Will there be long-term structural changes to how we source, produce and deliver food to consumers?

MCCORMICK: The importance of a healthy supply chain has never been more critical to our communities than in the face of this global pandemic. As the nation’s largest supermarket retailer, Kroger’s extensive supply chain is constantly evolving to meet the needs of our customers and communities. We reinforced our supply chain best practices by monitoring rapidly changing shopping trends, focusing on in-demand products, maintaining high productivity and prioritizing the health and safety of our associates. Kroger also recognizes we are in a position to help others, so we have created and shared openly our “Blueprint”  to help other retailers, manufacturers and businesses maintain operations in a safe and effective manner.

LUSK: There has been interest in more direct-to-consumer, farm-to-consumer type marketing, and I think this pandemic triggered increasing interest in that type of food system. I think the question is “How big do we ever expect that to really be?” It’s a very, very small share of the total food purchases we have today, and it can grow 100% and still be a small share. It’s a different structure, but it’s not one to suit most consumers’ needs.

And both on the farm and in the processing plant, automation might be something we look at more to help alleviate some of the vulnerabilities from labor.

What else has this pandemic revealed?

IRVIN: Maybe some of the folks who live in cities take it for granted, but the lack of broadband and internet access was highlighted very clearly  — whether you’re talking about the need for it for business, telemedicine or the education side of things. It’s a message that Farm Bureau has carried for a long time, and we’ve worked on the issue for a long time. It’s a difficult situation and it’s a tough challenge to meet, but the silver lining in this pandemic is that it helped highlight the importance of this issue.

* * * * * * * * *

• [Aim of the exercise] Reproduce everything in the food supply interview above from "What else has" down to "of this issue.".

* * * * * * * * *

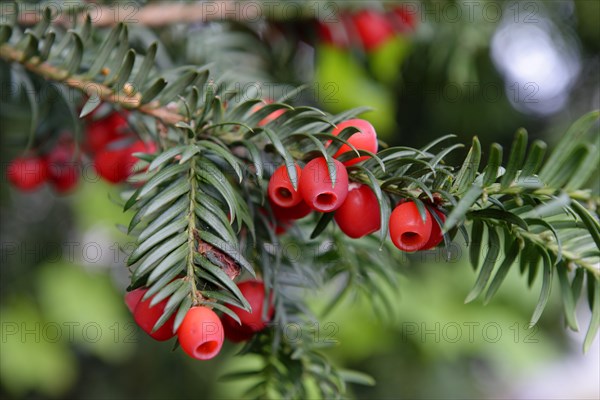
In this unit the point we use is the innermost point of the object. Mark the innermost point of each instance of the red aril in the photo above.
(281, 190)
(407, 229)
(251, 322)
(436, 231)
(201, 333)
(146, 317)
(359, 215)
(317, 189)
(365, 139)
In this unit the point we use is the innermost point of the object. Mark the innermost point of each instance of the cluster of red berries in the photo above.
(58, 167)
(105, 142)
(315, 190)
(109, 143)
(368, 27)
(357, 210)
(202, 332)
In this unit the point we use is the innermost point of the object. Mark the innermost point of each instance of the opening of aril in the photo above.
(411, 238)
(207, 347)
(326, 199)
(284, 193)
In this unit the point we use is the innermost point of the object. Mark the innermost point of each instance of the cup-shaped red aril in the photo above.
(407, 229)
(254, 292)
(201, 333)
(359, 215)
(317, 189)
(364, 139)
(436, 231)
(146, 317)
(27, 173)
(281, 190)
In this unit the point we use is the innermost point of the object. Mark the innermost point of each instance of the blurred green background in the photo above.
(488, 71)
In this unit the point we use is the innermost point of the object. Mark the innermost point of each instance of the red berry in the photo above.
(373, 28)
(146, 316)
(365, 139)
(316, 186)
(436, 231)
(27, 173)
(281, 191)
(103, 131)
(251, 322)
(408, 231)
(116, 165)
(360, 213)
(133, 298)
(201, 333)
(63, 170)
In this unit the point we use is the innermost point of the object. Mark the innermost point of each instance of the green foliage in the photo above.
(200, 218)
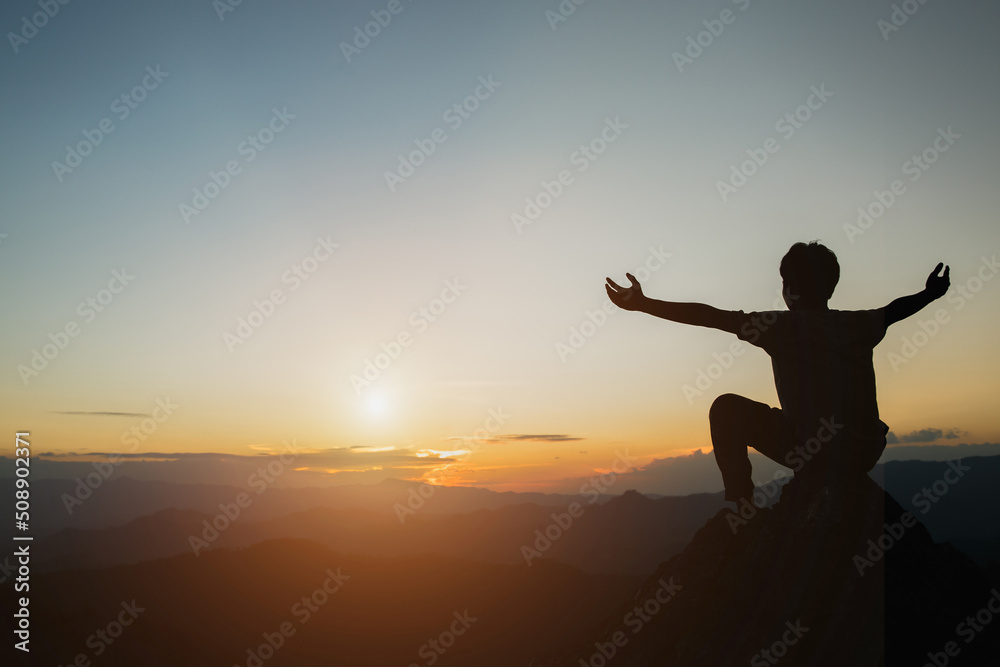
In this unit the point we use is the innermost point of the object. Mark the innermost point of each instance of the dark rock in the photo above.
(830, 575)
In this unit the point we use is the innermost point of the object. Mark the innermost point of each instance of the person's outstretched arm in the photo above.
(935, 288)
(698, 314)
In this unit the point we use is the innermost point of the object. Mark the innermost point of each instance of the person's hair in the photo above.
(810, 270)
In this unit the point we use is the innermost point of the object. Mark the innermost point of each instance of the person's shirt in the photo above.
(822, 363)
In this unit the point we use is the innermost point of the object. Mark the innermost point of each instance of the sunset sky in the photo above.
(500, 297)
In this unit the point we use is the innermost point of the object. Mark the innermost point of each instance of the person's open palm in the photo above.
(626, 298)
(937, 286)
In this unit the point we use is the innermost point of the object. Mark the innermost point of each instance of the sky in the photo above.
(237, 226)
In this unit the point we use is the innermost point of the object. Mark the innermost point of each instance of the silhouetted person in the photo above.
(822, 361)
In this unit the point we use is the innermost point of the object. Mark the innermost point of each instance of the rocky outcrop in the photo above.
(830, 575)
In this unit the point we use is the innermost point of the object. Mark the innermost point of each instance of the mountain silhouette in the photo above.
(811, 570)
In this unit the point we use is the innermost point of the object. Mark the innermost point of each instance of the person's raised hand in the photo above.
(937, 286)
(626, 298)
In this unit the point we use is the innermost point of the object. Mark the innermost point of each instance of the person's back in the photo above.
(823, 372)
(822, 363)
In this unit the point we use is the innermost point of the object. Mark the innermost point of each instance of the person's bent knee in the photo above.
(724, 407)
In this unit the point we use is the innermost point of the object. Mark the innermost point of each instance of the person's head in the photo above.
(810, 272)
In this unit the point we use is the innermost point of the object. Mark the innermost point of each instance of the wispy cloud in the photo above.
(924, 435)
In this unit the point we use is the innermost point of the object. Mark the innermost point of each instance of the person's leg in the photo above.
(737, 423)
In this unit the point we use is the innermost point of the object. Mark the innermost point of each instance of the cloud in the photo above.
(924, 435)
(310, 467)
(100, 414)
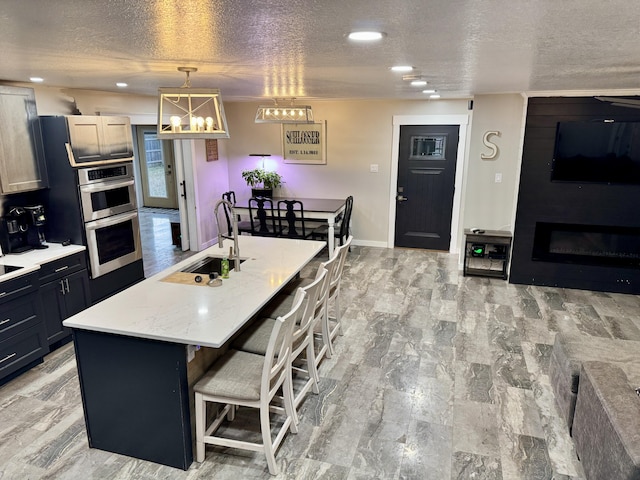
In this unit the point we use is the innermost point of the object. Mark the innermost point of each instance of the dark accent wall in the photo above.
(541, 200)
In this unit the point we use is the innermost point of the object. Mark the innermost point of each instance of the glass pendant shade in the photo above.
(191, 113)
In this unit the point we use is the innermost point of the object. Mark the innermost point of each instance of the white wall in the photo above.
(359, 134)
(487, 204)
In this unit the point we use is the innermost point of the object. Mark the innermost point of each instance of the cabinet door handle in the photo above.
(8, 357)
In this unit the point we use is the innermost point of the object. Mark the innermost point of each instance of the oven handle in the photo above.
(112, 220)
(102, 186)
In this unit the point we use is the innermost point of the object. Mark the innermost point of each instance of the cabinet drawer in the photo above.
(17, 287)
(21, 349)
(16, 315)
(64, 266)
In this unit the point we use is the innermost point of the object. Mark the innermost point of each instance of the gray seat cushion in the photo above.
(237, 374)
(255, 338)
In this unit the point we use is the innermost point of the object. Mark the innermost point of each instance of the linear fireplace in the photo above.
(587, 244)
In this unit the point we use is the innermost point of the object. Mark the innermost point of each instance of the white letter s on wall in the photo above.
(489, 144)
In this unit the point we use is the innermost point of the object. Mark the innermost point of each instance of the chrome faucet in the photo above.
(234, 230)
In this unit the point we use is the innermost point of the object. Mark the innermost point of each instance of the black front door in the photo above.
(426, 180)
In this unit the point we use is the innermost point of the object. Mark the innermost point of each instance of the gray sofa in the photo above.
(594, 381)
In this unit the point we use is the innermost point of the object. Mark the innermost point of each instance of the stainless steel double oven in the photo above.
(110, 215)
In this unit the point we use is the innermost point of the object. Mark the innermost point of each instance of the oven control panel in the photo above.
(97, 174)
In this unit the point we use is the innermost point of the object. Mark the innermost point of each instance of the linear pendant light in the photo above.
(280, 114)
(186, 112)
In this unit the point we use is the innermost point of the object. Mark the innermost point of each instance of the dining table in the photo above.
(322, 209)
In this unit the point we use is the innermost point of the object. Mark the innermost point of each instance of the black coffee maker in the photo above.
(22, 229)
(14, 228)
(37, 221)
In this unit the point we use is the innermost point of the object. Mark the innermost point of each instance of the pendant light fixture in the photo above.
(282, 114)
(186, 112)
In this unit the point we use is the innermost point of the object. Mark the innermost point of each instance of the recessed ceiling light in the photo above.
(402, 68)
(365, 36)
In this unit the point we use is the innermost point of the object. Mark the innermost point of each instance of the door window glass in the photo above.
(429, 147)
(155, 165)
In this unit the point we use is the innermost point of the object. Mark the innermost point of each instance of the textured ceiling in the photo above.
(298, 48)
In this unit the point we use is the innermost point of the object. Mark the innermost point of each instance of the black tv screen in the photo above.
(600, 151)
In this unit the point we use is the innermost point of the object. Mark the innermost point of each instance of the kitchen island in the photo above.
(132, 349)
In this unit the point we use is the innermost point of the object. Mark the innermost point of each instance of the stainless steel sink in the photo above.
(209, 265)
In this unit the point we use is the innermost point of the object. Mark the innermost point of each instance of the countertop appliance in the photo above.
(14, 228)
(37, 222)
(21, 229)
(93, 203)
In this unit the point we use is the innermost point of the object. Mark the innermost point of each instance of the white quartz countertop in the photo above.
(33, 259)
(197, 314)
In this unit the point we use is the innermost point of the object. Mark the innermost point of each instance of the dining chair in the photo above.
(256, 338)
(341, 231)
(334, 323)
(243, 379)
(243, 225)
(291, 222)
(262, 217)
(321, 325)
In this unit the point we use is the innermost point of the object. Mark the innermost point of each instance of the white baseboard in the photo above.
(369, 243)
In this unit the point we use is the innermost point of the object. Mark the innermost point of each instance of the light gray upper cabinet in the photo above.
(22, 164)
(97, 138)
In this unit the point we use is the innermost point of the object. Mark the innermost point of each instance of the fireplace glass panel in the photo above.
(587, 244)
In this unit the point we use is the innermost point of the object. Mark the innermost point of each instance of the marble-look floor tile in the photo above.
(475, 429)
(437, 376)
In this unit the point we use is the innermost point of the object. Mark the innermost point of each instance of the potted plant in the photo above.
(262, 182)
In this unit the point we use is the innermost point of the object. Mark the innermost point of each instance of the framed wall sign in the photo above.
(211, 147)
(305, 143)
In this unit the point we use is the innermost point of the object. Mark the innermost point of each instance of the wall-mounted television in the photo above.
(598, 151)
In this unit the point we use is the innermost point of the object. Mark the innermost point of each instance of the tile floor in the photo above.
(438, 376)
(158, 251)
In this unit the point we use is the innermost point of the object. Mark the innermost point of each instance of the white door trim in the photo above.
(398, 120)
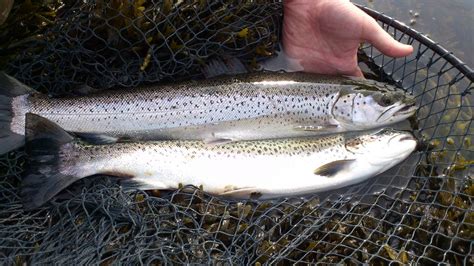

* * * * * * * * *

• [Task result]
What else has this pandemic revealed?

IRVIN: Maybe some of the folks who live in cities take it for granted, but the lack of broadband and internet access was highlighted very clearly  — whether you’re talking about the need for it for business, telemedicine or the education side of things. It’s a message that Farm Bureau has carried for a long time, and we’ve worked on the issue for a long time. It’s a difficult situation and it’s a tough challenge to meet, but the silver lining in this pandemic is that it helped highlight the importance of this issue.